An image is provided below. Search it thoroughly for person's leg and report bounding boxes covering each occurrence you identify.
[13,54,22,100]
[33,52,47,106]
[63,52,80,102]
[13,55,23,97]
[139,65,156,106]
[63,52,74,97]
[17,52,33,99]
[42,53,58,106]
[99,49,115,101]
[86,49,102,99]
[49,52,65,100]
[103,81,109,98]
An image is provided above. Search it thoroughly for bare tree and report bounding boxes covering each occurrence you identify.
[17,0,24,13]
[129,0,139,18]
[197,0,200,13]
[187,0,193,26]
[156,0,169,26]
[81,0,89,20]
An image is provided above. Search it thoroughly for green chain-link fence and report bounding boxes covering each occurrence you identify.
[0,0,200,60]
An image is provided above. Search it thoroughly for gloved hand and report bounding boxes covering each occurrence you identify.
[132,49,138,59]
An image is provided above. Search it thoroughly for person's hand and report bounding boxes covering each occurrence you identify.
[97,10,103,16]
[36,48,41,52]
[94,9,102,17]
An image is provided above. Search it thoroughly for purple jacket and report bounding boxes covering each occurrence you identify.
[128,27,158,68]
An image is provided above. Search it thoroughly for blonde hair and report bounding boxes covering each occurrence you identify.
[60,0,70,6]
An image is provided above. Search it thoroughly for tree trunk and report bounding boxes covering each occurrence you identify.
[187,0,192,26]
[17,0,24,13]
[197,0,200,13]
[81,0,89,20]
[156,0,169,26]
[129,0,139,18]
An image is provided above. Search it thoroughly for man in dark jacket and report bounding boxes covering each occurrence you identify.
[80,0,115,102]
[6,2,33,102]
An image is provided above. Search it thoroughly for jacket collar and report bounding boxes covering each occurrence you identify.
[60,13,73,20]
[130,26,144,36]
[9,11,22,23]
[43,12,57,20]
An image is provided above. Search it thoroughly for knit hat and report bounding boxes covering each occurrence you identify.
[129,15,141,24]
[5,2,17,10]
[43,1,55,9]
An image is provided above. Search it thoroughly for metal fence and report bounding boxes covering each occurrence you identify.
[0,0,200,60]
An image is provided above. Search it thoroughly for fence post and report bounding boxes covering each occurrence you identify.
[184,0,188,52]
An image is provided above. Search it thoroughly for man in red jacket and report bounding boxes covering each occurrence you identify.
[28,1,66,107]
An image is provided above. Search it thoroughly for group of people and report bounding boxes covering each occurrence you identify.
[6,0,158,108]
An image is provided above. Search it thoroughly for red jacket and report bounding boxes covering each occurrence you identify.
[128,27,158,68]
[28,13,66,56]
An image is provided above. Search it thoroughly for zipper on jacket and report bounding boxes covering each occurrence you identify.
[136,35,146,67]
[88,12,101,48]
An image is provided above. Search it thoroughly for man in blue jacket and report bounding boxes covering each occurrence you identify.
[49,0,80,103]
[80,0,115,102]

WORK INSTRUCTIONS: Copy the whole listing down exactly.

THE ANSWER:
An image is provided below. Search it thoroughly for person's leg and report bounding boxes covering each occurrence you identify.
[13,54,22,100]
[33,52,47,106]
[63,52,80,102]
[13,55,23,97]
[139,65,156,106]
[63,52,74,97]
[17,52,33,99]
[42,53,58,106]
[99,49,115,101]
[86,49,102,99]
[49,52,65,100]
[103,81,109,98]
An image is provided above. Search it thoroughly for bare tree and report bounding boxes covering each occurrence you identify.
[17,0,24,13]
[129,0,139,18]
[197,0,200,13]
[187,0,193,26]
[156,0,169,26]
[81,0,89,20]
An image is provided above. Search it thoroughly for green chain-link fence and report bounding boxes covering each occurrence you identify.
[0,0,200,60]
An image is provided above. Search it thoroughly for gloved hand and report bounding boxes covering each occurrence you identify.
[132,49,138,59]
An image is provided above. Search it thoroughly for person's hand and report bounding boxes covering each occurrence you identify.
[97,10,103,16]
[36,48,41,52]
[94,9,102,17]
An image is provided above. Search it thoroughly for purple jacket and report bounding boxes covering each occurrence you identify.
[128,27,158,68]
An image is provided above. Search it thoroughly for blonde hair and report bounding boxes covering each occurrence you identify.
[60,0,70,6]
An image is provided above. Search it thoroughly for tree trunk and report bounding boxes covering each occurrence you identify.
[187,0,192,26]
[17,0,24,13]
[197,0,200,13]
[81,0,89,20]
[156,0,169,26]
[129,0,139,18]
An image is provided above. Search it thoroughly for man in dark jacket and report bounding boxes covering each occurrence you identify.
[80,0,115,102]
[6,2,33,102]
An image is provided above. Search it thoroughly for jacket collar and report bounding boxes covering each occurrence you identify.
[60,13,73,20]
[130,26,144,36]
[9,11,22,23]
[43,12,57,20]
An image is provided above. Search it thoroughly for knit hat and report bounding boxes covering each occurrence you identify.
[129,15,141,24]
[5,2,17,10]
[43,1,55,9]
An image is provided above. Search it thoroughly for metal fence and report bounding boxes covering each occurrence you identify.
[0,0,200,60]
An image is provided above. Search it thoroughly for fence post and report bounding boxes covering each occurrence you identify.
[184,0,188,52]
An image is provided above. Search it thoroughly for man in red jacket and report bounding boxes covering each occurrence you identify.
[28,1,66,107]
An image is provided above. Search it thoroughly for group of people and report bounding boxes covering each occurrence you identify.
[6,0,158,108]
An image is provided above. Search it thoroughly for red jacket and report bounding boxes covering each occurrence you identify.
[128,27,158,68]
[28,13,66,56]
An image is provided above. Search it thoroughly for zipper on jacket and report bounding boxes covering each occurrence you identify.
[136,35,146,67]
[88,12,101,48]
An image is provided above. Search it thoroughly for man in blue jacket and report bounding boxes covering each occurrence you identify.
[49,0,80,103]
[80,0,115,102]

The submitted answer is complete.